请列出关于ShardingSphere的文本中为ShardingJDBC给出的全部核心概念名称。

提供文本:
━━━

ShardingSphere是一款起源于当当网内部的应用框架,2015年在当当网内部诞生,2016年由主要开发人员张亮带入京东数科,在国内经历了当当网、电信翼支付、京东数科等多家大型互联网企业的考验,在2017年开源。
并逐渐由原本只关注于关系型数据库增强工具的ShardingJDBC升级成为一整套以数据分片为基础的数据生态圈,更名为ShardingSphere;在2020年4月,成为Apache软件基金会顶级项目。
ShardingSphere包含三个重要的产品:ShardingJDBC、ShardingProxy、ShardingSidecar.
ShardingJDBC用来做客户端分库分表的产品;ShardingProxy用来做服务端分库分表的产品;ShardingSidecar目前在规划中,针对service mesh定位的分库分表插件;
ShardingJDBC
ShardingJDBC可以理解为一个特殊的JDBC驱动,所有分库分表逻辑均由业务方自己控制,功能灵活,支持的数据库也非常多,但对业务侵入大,需要业务方自己控制所有的分库分表逻辑。
核心功能是数据分片和读写分离,通过ShardingJDBC,应用可以透明的使用JDBC访问已经分库分表、读写分离的多个数据源,而不用关心数据源的数量及数据如何分布。
核心概念:
逻辑表:水平拆分的数据库的相同逻辑和数据结构表的总称
真实表:在分片的数据库中真实存在的物理表
数据节点:数据分片的最小单元,由数据源名称和数据表组成
绑定表:分片规则一致的主表和子表
广播表:也叫公共表,指所有的分片数据源中都存在的表,表结构和表中数据在每个数据库中都完全一致,e.g. 字典表
分片键:用于分片的数据库字段,是将数据库(表)进行水平拆分的关键字段。如果SQL中没有分片字段,将会执行全路由,性能很差。
分片算法:通过分片算法将数据进行分片,支持通过=、BETWEEN和IN分片。分片算法需要由应用开发者自行实现,可实现的灵活度非常高。

━━━

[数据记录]

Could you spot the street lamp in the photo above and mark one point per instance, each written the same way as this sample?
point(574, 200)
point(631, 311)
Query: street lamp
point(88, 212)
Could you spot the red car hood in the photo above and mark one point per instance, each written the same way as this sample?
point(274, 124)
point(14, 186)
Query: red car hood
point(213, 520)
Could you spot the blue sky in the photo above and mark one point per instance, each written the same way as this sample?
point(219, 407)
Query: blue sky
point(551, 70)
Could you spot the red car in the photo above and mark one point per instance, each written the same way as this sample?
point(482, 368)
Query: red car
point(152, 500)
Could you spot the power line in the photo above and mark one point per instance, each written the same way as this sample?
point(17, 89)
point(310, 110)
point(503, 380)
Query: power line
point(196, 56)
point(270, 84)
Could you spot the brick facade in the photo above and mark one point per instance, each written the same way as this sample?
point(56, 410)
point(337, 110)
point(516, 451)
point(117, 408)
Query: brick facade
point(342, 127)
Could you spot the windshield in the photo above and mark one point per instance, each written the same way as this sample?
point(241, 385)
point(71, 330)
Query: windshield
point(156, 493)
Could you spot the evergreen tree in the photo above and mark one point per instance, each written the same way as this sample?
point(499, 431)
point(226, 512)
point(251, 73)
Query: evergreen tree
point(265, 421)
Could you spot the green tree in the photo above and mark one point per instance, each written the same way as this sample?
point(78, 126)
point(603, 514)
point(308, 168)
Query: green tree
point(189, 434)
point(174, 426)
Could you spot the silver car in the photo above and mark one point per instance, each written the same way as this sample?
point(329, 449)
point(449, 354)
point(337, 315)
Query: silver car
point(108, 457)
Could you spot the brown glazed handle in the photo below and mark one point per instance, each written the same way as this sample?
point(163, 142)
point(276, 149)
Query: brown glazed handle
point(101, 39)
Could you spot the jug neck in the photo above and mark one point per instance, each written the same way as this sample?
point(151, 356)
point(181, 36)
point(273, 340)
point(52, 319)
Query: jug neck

━━━

任务答案: 逻辑表、真实表、数据节点、绑定表、广播表、分片键、分片算法